Swap "locate" for "find" in the lines starting with the one containing "rear door handle." and going on through the one containing "xmin=518 ymin=157 xmax=544 ymax=178". Return only those lines, with everything else left unchanged.

--- BEGIN EXERCISE INPUTS ---

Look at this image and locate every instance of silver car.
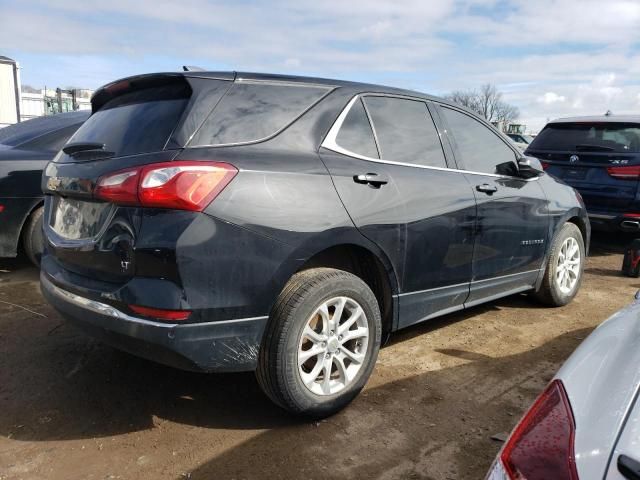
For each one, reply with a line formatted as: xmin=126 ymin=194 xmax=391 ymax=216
xmin=487 ymin=292 xmax=640 ymax=480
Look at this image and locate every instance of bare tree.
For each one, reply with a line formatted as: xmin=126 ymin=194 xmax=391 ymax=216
xmin=445 ymin=83 xmax=520 ymax=123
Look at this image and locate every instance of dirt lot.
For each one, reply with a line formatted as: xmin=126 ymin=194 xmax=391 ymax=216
xmin=0 ymin=231 xmax=640 ymax=480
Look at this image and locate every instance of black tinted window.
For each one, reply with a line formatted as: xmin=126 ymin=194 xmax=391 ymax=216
xmin=365 ymin=97 xmax=446 ymax=167
xmin=529 ymin=123 xmax=640 ymax=153
xmin=70 ymin=84 xmax=191 ymax=155
xmin=442 ymin=108 xmax=516 ymax=173
xmin=191 ymin=81 xmax=329 ymax=145
xmin=336 ymin=100 xmax=379 ymax=158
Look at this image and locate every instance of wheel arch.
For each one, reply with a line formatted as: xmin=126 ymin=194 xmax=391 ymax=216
xmin=270 ymin=239 xmax=399 ymax=342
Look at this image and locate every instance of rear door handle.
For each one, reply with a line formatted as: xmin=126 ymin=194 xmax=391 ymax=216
xmin=353 ymin=173 xmax=389 ymax=188
xmin=476 ymin=183 xmax=498 ymax=195
xmin=618 ymin=455 xmax=640 ymax=480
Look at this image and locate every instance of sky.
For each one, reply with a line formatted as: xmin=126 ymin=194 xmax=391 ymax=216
xmin=0 ymin=0 xmax=640 ymax=132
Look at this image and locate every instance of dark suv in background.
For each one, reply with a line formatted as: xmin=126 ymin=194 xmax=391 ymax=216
xmin=0 ymin=111 xmax=91 ymax=265
xmin=41 ymin=72 xmax=590 ymax=416
xmin=525 ymin=114 xmax=640 ymax=232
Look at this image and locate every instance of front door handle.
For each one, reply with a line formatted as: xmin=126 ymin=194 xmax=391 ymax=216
xmin=476 ymin=183 xmax=498 ymax=195
xmin=353 ymin=173 xmax=389 ymax=188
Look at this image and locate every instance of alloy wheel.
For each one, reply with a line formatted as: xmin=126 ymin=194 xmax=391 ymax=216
xmin=297 ymin=297 xmax=369 ymax=395
xmin=556 ymin=237 xmax=582 ymax=295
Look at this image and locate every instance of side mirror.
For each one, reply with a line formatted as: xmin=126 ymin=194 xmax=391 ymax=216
xmin=518 ymin=157 xmax=544 ymax=178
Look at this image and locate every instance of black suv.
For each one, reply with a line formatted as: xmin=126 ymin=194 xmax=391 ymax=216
xmin=41 ymin=72 xmax=590 ymax=416
xmin=525 ymin=114 xmax=640 ymax=232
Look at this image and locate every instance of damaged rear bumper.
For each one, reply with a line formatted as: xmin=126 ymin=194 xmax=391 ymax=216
xmin=40 ymin=273 xmax=268 ymax=372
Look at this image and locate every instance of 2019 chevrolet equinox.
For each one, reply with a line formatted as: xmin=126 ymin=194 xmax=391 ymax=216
xmin=41 ymin=72 xmax=590 ymax=417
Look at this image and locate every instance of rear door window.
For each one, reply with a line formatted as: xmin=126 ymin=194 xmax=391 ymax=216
xmin=69 ymin=83 xmax=191 ymax=156
xmin=442 ymin=107 xmax=516 ymax=174
xmin=529 ymin=122 xmax=640 ymax=153
xmin=336 ymin=99 xmax=380 ymax=158
xmin=190 ymin=80 xmax=331 ymax=146
xmin=364 ymin=96 xmax=446 ymax=167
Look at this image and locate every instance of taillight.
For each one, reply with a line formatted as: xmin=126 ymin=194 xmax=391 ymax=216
xmin=607 ymin=165 xmax=640 ymax=180
xmin=95 ymin=161 xmax=238 ymax=212
xmin=129 ymin=305 xmax=191 ymax=322
xmin=488 ymin=380 xmax=578 ymax=480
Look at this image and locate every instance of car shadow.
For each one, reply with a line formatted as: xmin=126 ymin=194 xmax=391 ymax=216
xmin=182 ymin=329 xmax=591 ymax=480
xmin=589 ymin=230 xmax=640 ymax=257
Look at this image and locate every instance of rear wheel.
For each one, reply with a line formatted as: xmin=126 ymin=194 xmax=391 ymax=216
xmin=256 ymin=268 xmax=381 ymax=417
xmin=22 ymin=207 xmax=44 ymax=267
xmin=535 ymin=223 xmax=585 ymax=307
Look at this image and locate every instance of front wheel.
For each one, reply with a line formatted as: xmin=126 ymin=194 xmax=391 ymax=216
xmin=535 ymin=223 xmax=585 ymax=307
xmin=256 ymin=268 xmax=382 ymax=417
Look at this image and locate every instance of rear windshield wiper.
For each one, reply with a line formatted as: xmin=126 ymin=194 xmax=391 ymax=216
xmin=576 ymin=143 xmax=615 ymax=152
xmin=62 ymin=142 xmax=104 ymax=155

--- END EXERCISE INPUTS ---

**THE SOLUTION:**
Look at this image and find every instance of rear door handle.
For each one, reply with a line formatted as: xmin=126 ymin=194 xmax=391 ymax=216
xmin=353 ymin=173 xmax=389 ymax=188
xmin=476 ymin=183 xmax=498 ymax=195
xmin=618 ymin=455 xmax=640 ymax=480
Look at this image and find every instance of sky.
For each one, reply with a line formatted as: xmin=126 ymin=194 xmax=391 ymax=216
xmin=0 ymin=0 xmax=640 ymax=132
Look at this image and find every instance of dark suv in background.
For each one, reply with a line formatted as: xmin=126 ymin=194 xmax=391 ymax=216
xmin=0 ymin=111 xmax=91 ymax=265
xmin=41 ymin=72 xmax=590 ymax=416
xmin=525 ymin=114 xmax=640 ymax=232
Look at this image and find every instance of front door handle.
For each one, reply with a line formatted as: xmin=126 ymin=194 xmax=391 ymax=216
xmin=476 ymin=183 xmax=498 ymax=195
xmin=353 ymin=173 xmax=389 ymax=188
Look at this image and find every instance of alloy wheel.
For each one, reply with a line formatted as: xmin=126 ymin=194 xmax=391 ymax=216
xmin=297 ymin=297 xmax=369 ymax=395
xmin=556 ymin=237 xmax=582 ymax=295
Look at this image and find every instance of side mirror.
For each one, reply with a line formatted as: xmin=126 ymin=194 xmax=391 ymax=216
xmin=518 ymin=157 xmax=544 ymax=178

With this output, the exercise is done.